**SELECTED TEXT:**
——
The Sexual Meanings of Language Conflict and the Paradoxes of Enjoyment: Daniel O’Hara and Marta Rojals

Date: 

Thursday, April 13, 2023, 5:30pm to 7:30pm

Location: 

Emerson Hall 210

The Sexual Meanings of Language Conflict and the Paradoxes of Enjoyment: Daniel O’Hara and Marta Rojals

Josep-Anton Fernàndez

(Universitat Oberta de Catalunya)

 

Thursday, April 13th, 2023 

5:30 pm - Emerson Hall 210

 

This talk explores some of the ways in which contemporary Catalan narrative represents linguistic and social conflict by reference to sexuality and subjectivity; or to be more precise, the ways in which language and social conflicts, as they are represented in Catalan fiction, are sources of, interact with, and are mediated by psychic conflict. Drawing on political theories inspired by Lacanian psychoanalysis, most notably Yannis Stavrakakis’s concepts of enjoyment and post-democracy, two recent Catalan novels are analyzed in this lecture: Daniel O’Hara’s Dependent ben plantat per a hereu sobiranista (Good-looking shop assistant for independentist heir, 2012) and Marta Rojals’s L’altra (The other woman, 2014). Far from portraying a harmonious, self-identical Catalan society made of well-adjusted individuals, these texts present a Catalonia divided and traversed by unsolvable antagonisms that have to do with identity, language, and social, economic, and symbolic power. These antagonisms are inextricably linked to psychic dynamics such as identification and disidentification, anxieties, fantasies, symptoms, enjoyment, and the passions. The two novels examined here are analyzed against the background of the “cultural normalization” process in Catalonia, seen as an attempt to constitute a post-democratic order in the cultural sphere built on a fragile consensus, especially around language policy. In this lecture I argue that the critical reception of these novels reveals the symptomatic nature of their linguistic and cultural conditions of production and shows the persistence of the attachment of the actors of Catalan culture to one of the main fantasies of cultural normalization: the fantasy of a literary language that could offer a full representation of Catalan society. 

The event will be in English, and will be followed by Q&A.
——
**ENTRIES SHOWN:**
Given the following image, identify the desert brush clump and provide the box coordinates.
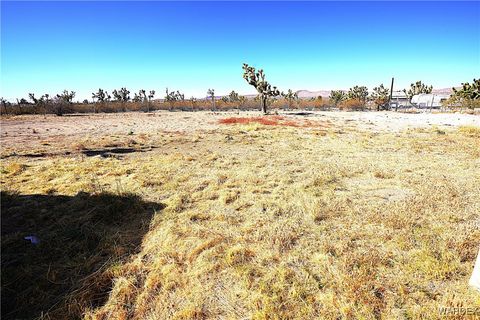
[1,117,480,319]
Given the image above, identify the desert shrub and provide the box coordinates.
[338,99,365,111]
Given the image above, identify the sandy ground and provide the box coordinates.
[0,111,480,157]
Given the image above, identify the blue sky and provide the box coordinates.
[0,1,480,100]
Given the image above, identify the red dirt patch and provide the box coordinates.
[218,116,321,128]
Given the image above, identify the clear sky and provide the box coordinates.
[1,1,480,100]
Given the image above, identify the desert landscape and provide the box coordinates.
[1,111,480,319]
[0,0,480,320]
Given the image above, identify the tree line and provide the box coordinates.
[0,63,480,115]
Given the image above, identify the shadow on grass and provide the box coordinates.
[1,192,164,319]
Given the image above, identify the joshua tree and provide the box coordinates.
[282,89,298,108]
[147,90,155,112]
[403,81,433,100]
[165,88,185,111]
[328,90,347,108]
[347,86,368,104]
[0,98,10,114]
[112,88,130,111]
[242,63,280,113]
[228,90,240,102]
[370,83,390,111]
[55,90,75,116]
[450,79,480,109]
[238,96,247,107]
[92,88,110,113]
[190,97,197,111]
[207,89,215,110]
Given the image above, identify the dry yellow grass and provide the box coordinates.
[2,118,480,319]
——
**ACTIVITY 1:** Rewrite the part of the talk announcement that opens with the words containing "Thursday, April 13, 2023, 5:30pm" and closes with "Oberta de Catalunya)", replacing "Emerson Hall 210" with "the lecture hall".
**ACTIVITY 2:** According to the talk announcement, how do the two novels depart from portraying a harmonious, self-identical Catalan society? Answer in one to three sentences.

**EXERCISE SOLUTION 1:**
Thursday, April 13, 2023, 5:30pm to 7:30pm

Location: 

the lecture hall

The Sexual Meanings of Language Conflict and the Paradoxes of Enjoyment: Daniel O’Hara and Marta Rojals

Josep-Anton Fernàndez

(Universitat Oberta de Catalunya)

**EXERCISE SOLUTION 2:** Instead of a society of well-adjusted individuals, the novels present a Catalonia divided and traversed by unsolvable antagonisms over identity, language, and social, economic, and symbolic power. These antagonisms are tied to psychic dynamics such as identification and disidentification, anxieties, fantasies, symptoms, enjoyment, and the passions.